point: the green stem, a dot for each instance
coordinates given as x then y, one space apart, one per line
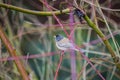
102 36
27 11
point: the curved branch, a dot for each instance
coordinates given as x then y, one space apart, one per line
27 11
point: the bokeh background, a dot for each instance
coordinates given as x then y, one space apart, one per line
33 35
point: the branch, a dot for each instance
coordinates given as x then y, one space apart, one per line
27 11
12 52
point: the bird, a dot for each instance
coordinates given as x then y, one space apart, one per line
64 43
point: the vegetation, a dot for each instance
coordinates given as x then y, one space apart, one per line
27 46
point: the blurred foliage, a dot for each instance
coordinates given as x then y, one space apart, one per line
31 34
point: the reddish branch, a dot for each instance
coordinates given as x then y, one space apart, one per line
---
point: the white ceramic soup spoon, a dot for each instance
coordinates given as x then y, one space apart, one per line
---
Directions for this task:
Show each line of the listing above that contains the word "branch", copying every such line in full.

Written answer:
point: the curved branch, a dot for each instance
point: the branch, a dot for each instance
point: the reddish branch, a dot for each instance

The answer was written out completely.